◆ REQUIREMENTS ◆
Please tally the lines in the items below that contain the word "autumn", treating uppercase and lowercase as different, and reply with only the number.
==== RECORDS SUPPLIED ====
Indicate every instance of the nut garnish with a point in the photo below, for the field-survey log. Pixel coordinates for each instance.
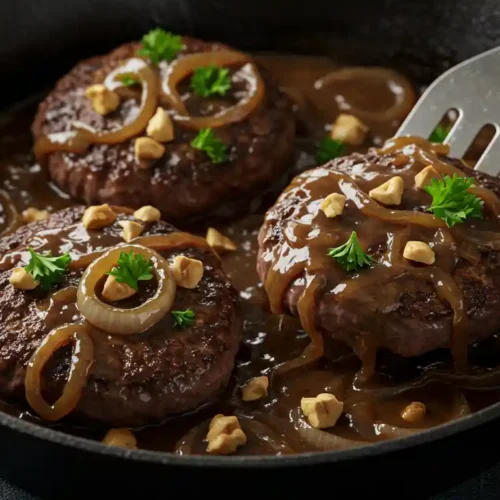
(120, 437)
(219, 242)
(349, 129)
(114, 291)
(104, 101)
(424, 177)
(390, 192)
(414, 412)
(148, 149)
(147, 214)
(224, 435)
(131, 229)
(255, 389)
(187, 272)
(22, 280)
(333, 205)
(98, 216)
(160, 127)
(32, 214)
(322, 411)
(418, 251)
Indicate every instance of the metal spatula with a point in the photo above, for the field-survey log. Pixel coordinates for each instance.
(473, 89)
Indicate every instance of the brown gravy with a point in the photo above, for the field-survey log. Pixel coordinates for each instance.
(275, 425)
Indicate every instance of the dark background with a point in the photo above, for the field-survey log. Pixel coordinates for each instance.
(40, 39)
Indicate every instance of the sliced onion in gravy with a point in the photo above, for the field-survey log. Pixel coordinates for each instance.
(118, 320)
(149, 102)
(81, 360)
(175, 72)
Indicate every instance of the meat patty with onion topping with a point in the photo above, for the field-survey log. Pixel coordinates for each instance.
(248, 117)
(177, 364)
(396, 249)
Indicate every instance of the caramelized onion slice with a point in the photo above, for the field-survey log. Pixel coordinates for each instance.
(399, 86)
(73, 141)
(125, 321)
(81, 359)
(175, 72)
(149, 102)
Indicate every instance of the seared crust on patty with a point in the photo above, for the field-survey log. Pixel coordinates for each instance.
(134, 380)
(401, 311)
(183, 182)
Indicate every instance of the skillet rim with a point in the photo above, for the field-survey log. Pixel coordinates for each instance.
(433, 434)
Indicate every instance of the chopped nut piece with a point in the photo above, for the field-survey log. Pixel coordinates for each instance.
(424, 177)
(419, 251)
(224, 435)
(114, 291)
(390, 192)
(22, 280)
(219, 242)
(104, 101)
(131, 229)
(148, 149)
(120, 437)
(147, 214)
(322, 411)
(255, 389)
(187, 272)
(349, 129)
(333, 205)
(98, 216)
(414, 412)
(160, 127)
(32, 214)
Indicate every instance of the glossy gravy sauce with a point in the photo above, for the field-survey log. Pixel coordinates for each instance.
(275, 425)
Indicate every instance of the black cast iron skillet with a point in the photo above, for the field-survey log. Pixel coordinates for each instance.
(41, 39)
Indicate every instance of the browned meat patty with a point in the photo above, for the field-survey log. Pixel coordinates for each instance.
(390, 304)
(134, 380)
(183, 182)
====
==== RECORDS SUPPLIED ====
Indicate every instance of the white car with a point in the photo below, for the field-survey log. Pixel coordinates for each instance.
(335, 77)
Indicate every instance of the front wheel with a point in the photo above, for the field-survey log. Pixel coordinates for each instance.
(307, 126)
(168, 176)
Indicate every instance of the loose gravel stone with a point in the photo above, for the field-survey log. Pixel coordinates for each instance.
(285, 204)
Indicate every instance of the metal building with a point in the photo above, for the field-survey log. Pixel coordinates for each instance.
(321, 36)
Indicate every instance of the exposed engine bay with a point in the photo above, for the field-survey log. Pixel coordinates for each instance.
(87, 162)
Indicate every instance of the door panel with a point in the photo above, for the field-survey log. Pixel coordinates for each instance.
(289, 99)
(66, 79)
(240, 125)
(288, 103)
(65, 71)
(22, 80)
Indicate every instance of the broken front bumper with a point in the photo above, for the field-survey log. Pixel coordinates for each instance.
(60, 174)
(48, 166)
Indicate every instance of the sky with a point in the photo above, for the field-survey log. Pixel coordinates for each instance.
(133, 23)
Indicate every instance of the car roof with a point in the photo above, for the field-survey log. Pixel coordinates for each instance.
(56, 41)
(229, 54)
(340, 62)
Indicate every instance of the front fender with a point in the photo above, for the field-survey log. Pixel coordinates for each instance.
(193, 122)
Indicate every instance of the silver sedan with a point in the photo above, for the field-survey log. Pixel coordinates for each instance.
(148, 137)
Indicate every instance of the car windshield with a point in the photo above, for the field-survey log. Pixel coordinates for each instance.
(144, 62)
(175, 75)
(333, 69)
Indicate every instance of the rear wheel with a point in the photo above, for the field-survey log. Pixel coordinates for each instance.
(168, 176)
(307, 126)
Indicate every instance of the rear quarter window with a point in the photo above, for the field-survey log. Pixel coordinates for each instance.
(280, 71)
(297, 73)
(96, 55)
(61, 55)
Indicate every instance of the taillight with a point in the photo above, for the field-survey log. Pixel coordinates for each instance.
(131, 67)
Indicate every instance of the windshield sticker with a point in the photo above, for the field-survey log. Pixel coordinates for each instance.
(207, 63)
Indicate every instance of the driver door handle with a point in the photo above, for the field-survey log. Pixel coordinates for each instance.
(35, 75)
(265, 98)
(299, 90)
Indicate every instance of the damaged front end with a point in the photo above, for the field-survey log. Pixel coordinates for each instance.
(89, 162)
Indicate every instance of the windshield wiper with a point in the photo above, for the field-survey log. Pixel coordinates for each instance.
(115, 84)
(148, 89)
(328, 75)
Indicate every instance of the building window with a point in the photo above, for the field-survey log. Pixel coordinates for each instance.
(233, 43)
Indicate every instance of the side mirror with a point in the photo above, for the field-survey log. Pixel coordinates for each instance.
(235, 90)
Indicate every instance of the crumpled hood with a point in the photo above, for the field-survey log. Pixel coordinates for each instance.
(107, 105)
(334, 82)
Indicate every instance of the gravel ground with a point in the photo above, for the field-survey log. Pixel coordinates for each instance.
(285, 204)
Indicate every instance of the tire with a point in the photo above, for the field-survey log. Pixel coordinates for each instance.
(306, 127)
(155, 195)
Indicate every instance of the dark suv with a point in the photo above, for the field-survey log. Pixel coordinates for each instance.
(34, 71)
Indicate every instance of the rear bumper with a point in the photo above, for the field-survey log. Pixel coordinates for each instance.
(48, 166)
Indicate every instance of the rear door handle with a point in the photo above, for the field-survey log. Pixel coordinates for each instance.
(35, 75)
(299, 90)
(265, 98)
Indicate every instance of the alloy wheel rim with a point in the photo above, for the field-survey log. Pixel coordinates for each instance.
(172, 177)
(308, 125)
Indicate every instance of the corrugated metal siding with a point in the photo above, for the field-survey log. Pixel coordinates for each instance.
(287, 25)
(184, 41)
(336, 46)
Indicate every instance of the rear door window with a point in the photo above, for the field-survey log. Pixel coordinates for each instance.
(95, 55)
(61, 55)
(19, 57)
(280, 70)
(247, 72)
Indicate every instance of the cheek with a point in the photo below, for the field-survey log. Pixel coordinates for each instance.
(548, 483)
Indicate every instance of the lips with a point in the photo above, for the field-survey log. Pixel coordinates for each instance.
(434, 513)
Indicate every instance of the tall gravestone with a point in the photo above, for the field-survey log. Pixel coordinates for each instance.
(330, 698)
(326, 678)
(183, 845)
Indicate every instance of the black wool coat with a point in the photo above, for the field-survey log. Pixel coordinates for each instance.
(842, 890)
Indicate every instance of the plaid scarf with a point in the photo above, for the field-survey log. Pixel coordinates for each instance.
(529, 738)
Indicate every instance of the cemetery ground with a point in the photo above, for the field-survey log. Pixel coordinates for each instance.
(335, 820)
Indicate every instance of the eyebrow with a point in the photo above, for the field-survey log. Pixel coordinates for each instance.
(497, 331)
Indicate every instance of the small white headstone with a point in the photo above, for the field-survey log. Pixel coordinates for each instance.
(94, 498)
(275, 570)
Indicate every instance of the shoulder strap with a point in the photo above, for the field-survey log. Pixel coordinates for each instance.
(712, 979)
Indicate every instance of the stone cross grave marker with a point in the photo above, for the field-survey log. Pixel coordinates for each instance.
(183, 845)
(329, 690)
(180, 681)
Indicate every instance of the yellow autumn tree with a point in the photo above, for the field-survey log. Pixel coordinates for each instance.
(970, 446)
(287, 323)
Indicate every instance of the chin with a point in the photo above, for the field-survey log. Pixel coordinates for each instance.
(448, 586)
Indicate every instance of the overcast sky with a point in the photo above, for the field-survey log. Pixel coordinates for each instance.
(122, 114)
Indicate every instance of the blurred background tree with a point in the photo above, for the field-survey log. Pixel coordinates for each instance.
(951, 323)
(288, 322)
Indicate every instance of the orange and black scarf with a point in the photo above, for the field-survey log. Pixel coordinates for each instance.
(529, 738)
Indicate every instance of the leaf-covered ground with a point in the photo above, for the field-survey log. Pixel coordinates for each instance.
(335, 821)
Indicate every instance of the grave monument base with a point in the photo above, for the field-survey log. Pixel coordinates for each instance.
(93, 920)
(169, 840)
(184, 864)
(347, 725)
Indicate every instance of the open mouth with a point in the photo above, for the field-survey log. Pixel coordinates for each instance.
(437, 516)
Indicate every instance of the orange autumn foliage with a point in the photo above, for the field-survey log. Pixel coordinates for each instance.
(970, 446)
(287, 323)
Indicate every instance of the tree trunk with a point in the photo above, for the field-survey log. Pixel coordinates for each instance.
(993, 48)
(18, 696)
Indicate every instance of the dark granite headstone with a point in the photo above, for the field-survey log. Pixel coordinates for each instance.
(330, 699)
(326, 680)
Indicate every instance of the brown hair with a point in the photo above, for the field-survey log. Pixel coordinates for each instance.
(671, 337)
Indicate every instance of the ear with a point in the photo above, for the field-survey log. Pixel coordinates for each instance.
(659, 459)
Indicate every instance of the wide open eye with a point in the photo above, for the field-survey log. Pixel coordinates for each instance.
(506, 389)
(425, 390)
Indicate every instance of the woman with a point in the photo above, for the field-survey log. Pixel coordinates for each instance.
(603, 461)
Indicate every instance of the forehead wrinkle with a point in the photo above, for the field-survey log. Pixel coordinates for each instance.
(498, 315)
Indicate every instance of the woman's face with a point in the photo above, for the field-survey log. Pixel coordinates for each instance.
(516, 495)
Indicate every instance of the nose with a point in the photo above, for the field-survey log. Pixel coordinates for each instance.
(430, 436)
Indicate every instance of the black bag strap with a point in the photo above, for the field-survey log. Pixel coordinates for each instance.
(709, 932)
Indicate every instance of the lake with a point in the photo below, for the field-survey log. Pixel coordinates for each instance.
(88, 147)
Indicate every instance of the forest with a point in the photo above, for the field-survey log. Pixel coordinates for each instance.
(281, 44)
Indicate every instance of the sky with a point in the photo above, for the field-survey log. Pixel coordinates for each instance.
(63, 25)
====
◆ WRITTEN SOLUTION ◆
2